● Reading text
## start

A big part of that tone is the guitar and pickups. I believe he used a Jazzmaster guitar. Live, he uses a combination of Marshall JCM900 and Fender Dual Showman amps. I'd start by finding a good Fender profile (try Michael Britt) and go from there.
First thing I want to say in this post is that I absolutely LOVE Kemper and have been using mine religiously and exclusively since I got it 3-4 years ago. I have both the rack and toaster version, and if either of them ever break, I’ll buy another without hesitation.
With that said, I’ve just been wondering why in the world did Kemper rush this Stage out when it clearly has a ton of issues. Both on this forum, as well as the Facebook user groups, I see SO many threads about glitches and issues. What I don’t understand is, why was the Stage rushed at the expense of the unit working properly? I mean, hardly any of us knew about this unit until a week or two prior to it being officially released on June 24th. So Kemper wasn’t obligated to meet some deadline that they gave to buyers.
Another thing that has me scratching my head is this; one thing I personally love about Kemper is that in most cases, they take their time and don’t rush updates or new features at the expense of the reliability of the unit. They took their time with delays and reverbs, and have taken their time with an editor. I’m they type that respects a company for taking that approach. But in this case, not only did they ship the Stage with a bunch of issues, but they also released it during a time when many of their engineers are on vacation, which is one of the reasons they have said that they are pushing the release of the editor back a bit. They don’t want to release the editor and then not have enough engineers on hand to fix any issues that might come up.
Anyway, again, I’m not complaining. The Stage wouldn’t really be something I’d want; the rack works perfectly for my needs. But I do think it’s great they created this new option for Kemper users because it’ll likely attract more new users. And the way I see it, the more people who use Kemper, the more high quality profiles we’ll continue to have access to. I just don’t understand the timing. Since nobody really knew about the Stage, I don’t understand why they wouldn’t have kept it quiet for a little longer until it was properly tested and they had the bulk of their engineers back from vacation. This is different than releasing a beta firmware to existing users because those users can simply roll back to an officially released firmware if there are issues. Releasing the Stage in this condition (especially to new Kemper users) could cause new users to have an unnecessarily negative view of the Kemper team and products (which I wouldn’t agree with).
I’ve just been thinking about this over the last few days as I see all these posts about these issues.
Have your recording engineer to the same thing that he did for you with the drums, bass, and vocals, but just for guitar. Have him give you a mix that has ONLY your recorded guitar parts on it. Then play that through your practice system and compare. If that sounds bad, then you know it’s something to do with how the sound is being passed through the PA (or the speakers themselves). If that sounds good (and assuming the engineer didn’t tinker with your sound further) then you know it’s something that is happening with the Kemper.
Thanks for all the help guys. I found the TAF Gilmour Hiwatt last night. I’ll give that a shot. Messed around with it last night but it isn’t as “full” sounding as all my MBritt profiles. I’ll see if I can tweak it to sound right.
As the title says, I'm trying to duplicate the sound that Dave Keuning of The Killers uses for Mr. Brightside. I know he use a David Gilmore Hiwatt for this song. Anyone out there have that sound already down and care to share your tips/settings? I was hoping there would be a Rig Rundown episode on YouTube for The Killers so I could see exactly what he's using, but I didn't find anything.

## end

● Recorded data

## start

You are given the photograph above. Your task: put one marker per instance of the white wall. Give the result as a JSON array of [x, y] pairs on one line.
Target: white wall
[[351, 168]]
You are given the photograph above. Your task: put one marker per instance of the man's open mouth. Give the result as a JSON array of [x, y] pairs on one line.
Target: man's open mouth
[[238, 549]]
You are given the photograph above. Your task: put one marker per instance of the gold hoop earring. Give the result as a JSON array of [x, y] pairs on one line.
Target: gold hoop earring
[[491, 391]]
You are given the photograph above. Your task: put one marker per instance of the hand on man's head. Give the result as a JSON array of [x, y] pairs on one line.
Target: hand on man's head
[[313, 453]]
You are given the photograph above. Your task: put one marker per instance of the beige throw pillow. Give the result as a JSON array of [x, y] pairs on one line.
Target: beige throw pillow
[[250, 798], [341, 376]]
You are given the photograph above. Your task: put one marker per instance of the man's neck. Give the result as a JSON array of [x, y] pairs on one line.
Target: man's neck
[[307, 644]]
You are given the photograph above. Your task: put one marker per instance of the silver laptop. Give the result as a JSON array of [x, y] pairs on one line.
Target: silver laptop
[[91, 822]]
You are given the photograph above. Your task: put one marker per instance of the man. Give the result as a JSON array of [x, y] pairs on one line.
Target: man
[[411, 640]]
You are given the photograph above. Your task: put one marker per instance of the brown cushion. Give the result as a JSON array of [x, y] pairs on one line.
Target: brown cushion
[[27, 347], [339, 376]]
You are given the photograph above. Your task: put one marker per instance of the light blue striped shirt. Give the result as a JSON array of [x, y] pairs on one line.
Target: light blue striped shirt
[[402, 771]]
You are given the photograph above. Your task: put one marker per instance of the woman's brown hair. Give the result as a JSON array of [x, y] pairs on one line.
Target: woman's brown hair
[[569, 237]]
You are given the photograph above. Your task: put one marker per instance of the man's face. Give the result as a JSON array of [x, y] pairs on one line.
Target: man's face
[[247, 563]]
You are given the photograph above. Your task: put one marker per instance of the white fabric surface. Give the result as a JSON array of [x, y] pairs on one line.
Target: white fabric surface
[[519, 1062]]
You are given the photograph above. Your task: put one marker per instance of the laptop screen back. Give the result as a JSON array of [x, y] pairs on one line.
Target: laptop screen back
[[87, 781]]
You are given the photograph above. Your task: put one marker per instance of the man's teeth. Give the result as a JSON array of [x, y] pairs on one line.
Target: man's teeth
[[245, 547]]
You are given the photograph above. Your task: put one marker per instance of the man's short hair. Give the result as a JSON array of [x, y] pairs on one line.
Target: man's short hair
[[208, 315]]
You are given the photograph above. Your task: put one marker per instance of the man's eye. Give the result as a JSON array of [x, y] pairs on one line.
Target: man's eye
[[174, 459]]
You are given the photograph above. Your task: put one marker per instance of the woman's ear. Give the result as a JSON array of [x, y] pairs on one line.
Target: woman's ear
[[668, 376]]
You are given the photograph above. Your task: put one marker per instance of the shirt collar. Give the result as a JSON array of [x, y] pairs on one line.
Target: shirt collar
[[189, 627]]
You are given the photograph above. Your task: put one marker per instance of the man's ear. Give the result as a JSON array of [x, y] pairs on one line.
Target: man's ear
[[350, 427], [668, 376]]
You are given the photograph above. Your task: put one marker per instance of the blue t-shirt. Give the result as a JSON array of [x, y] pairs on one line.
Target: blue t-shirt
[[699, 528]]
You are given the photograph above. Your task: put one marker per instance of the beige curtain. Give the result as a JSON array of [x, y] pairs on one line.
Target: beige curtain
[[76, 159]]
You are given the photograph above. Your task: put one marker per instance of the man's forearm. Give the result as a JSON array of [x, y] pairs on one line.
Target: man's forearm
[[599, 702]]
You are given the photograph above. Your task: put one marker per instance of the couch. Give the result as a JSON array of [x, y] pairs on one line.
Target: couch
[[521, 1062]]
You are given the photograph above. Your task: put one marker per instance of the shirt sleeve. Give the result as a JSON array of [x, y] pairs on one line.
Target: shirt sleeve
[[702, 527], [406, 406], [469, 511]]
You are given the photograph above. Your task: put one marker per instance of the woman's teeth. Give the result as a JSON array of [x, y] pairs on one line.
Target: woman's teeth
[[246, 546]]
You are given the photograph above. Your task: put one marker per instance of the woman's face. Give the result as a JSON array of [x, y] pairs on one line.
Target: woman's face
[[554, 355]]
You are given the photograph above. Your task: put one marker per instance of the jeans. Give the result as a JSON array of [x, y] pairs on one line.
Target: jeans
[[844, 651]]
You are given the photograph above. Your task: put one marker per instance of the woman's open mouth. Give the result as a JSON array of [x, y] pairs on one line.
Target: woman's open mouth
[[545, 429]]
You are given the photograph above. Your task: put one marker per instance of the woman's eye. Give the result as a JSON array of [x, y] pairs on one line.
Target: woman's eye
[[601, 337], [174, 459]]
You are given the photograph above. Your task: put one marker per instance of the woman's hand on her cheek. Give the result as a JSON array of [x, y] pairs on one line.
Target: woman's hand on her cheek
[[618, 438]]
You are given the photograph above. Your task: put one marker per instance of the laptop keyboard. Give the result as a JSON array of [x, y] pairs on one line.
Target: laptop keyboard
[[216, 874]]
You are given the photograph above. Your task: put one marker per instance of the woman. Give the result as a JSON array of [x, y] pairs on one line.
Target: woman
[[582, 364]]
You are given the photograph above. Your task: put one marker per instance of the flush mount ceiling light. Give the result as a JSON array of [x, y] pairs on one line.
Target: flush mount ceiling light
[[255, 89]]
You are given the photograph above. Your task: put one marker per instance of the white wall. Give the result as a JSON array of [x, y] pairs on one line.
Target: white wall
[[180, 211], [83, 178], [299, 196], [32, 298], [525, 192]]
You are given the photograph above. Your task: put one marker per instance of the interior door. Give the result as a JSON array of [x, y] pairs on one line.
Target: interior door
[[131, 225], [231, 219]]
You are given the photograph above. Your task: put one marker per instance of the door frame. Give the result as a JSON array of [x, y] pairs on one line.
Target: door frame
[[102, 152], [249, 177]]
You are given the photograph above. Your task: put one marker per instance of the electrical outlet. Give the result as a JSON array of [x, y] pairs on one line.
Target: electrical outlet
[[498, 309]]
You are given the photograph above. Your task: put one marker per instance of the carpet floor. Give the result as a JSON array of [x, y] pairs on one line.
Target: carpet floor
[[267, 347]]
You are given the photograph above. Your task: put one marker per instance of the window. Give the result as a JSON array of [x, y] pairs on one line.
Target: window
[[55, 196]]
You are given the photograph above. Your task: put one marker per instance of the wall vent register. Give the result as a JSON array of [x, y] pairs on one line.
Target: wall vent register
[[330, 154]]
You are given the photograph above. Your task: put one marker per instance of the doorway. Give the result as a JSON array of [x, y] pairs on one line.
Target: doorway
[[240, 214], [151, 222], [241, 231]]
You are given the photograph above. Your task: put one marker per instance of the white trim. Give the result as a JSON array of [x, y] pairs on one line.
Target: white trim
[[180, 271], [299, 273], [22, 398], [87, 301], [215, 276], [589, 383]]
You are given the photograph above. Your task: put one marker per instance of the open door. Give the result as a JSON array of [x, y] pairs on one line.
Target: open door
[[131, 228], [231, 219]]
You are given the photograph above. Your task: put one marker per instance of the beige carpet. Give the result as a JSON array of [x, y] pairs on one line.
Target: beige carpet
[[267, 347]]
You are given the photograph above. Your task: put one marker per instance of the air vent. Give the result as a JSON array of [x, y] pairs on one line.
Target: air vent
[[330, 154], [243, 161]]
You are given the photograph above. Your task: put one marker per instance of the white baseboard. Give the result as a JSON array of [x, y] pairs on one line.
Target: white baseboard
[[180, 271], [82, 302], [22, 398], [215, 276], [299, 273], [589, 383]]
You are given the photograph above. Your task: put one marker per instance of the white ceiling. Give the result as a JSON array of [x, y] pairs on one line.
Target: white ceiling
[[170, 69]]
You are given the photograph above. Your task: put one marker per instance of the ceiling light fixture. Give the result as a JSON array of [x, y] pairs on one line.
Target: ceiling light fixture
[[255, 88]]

## end

In the Kemper forum posts above, on what date was the Stage officially released? Please answer briefly.

● Solution
June 24th.